• [WHAT IS EXPECTED] Can you reproduce each of the following records word for word?

BEGIN ENTRIES

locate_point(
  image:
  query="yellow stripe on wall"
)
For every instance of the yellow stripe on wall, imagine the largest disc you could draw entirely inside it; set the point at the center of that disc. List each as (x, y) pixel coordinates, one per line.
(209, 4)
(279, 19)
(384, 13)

END ENTRIES

• [ANSWER TO THIS EXERCISE]
locate_point(
  image:
  query="yellow stripe on wall"
)
For every instance of the yellow stripe on wall, imagine the largest disc you could draw entirely inside it; set the point at the center of that disc. List each as (x, y) pixel coordinates, one per line.
(209, 4)
(279, 19)
(384, 13)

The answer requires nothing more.